## Work instructions
Count the lines below that contain the word "white", and give only that number.

Point localization data
"""

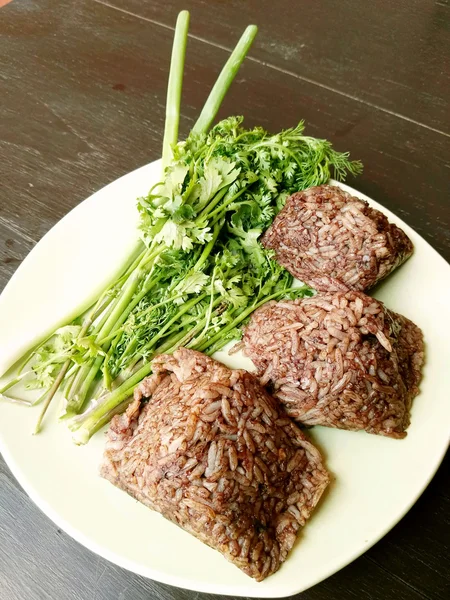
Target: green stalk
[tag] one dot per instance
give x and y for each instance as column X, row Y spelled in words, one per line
column 186, row 307
column 224, row 81
column 174, row 87
column 243, row 315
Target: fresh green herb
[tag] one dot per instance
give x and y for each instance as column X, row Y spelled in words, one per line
column 201, row 270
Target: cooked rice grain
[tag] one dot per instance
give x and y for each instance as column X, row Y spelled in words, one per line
column 333, row 241
column 214, row 453
column 341, row 360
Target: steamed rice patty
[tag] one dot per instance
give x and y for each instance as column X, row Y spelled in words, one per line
column 213, row 452
column 334, row 241
column 341, row 360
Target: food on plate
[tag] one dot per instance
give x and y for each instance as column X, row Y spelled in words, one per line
column 334, row 241
column 198, row 270
column 338, row 359
column 213, row 452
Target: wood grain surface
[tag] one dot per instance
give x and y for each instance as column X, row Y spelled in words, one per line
column 82, row 92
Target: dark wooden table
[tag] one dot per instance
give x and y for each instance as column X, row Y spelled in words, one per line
column 82, row 102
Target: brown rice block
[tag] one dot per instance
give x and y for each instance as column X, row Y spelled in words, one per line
column 341, row 360
column 333, row 241
column 213, row 452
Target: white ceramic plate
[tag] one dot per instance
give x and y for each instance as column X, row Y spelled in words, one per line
column 376, row 479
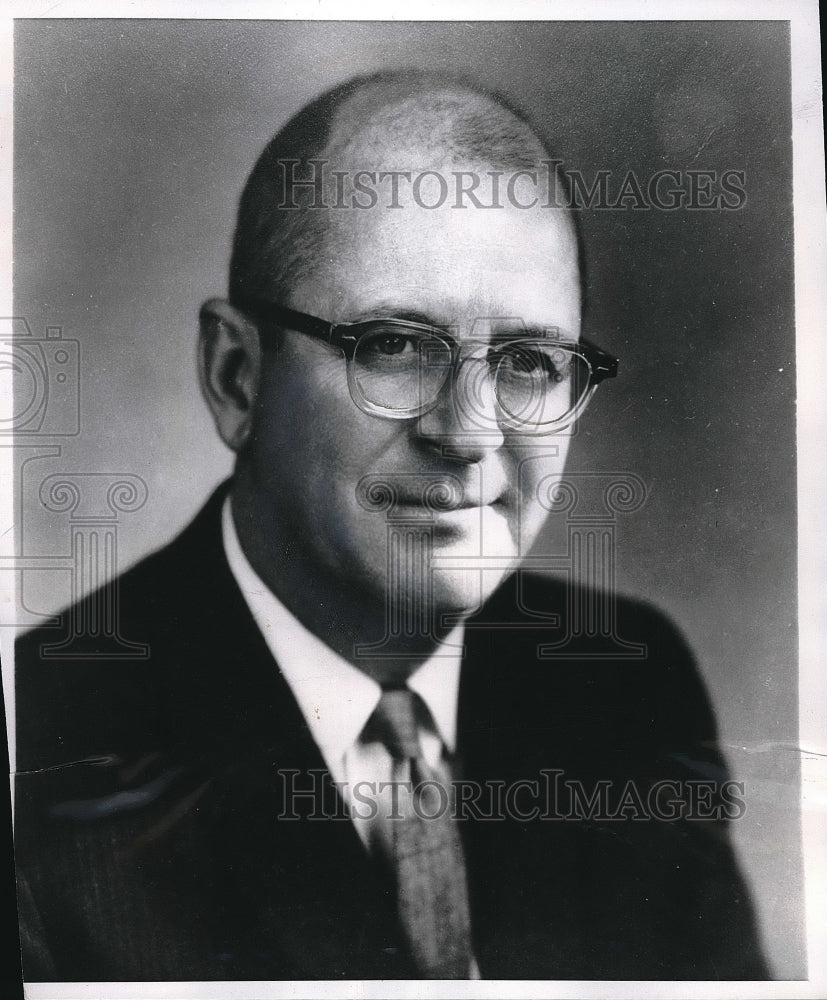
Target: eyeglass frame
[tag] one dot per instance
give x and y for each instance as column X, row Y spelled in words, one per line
column 346, row 336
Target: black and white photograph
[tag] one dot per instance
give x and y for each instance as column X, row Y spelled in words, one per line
column 411, row 557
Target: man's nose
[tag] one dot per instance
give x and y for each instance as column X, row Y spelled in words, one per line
column 464, row 422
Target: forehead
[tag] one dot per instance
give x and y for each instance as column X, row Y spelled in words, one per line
column 454, row 265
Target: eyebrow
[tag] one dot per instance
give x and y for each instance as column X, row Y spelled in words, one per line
column 389, row 311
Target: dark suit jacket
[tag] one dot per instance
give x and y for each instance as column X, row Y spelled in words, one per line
column 152, row 842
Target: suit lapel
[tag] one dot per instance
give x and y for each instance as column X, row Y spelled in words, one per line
column 304, row 894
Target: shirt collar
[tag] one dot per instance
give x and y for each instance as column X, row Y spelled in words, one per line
column 336, row 698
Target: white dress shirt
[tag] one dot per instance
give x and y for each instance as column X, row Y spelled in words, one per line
column 337, row 699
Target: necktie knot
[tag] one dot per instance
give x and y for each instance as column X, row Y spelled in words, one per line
column 394, row 723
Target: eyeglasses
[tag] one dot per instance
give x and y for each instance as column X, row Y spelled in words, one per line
column 397, row 369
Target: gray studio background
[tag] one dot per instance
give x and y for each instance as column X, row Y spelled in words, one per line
column 132, row 142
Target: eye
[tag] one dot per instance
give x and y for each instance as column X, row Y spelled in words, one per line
column 390, row 344
column 533, row 360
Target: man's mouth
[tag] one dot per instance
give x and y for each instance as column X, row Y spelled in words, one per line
column 433, row 494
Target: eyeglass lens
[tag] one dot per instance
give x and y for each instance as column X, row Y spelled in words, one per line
column 535, row 382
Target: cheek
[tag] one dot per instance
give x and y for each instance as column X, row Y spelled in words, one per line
column 536, row 476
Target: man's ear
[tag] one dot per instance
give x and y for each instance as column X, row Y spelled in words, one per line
column 229, row 369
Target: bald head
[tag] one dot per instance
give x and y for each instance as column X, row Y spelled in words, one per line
column 405, row 123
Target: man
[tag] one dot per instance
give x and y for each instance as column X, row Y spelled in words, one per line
column 346, row 755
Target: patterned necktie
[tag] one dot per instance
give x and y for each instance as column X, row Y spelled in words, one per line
column 425, row 850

"""

## Answer
3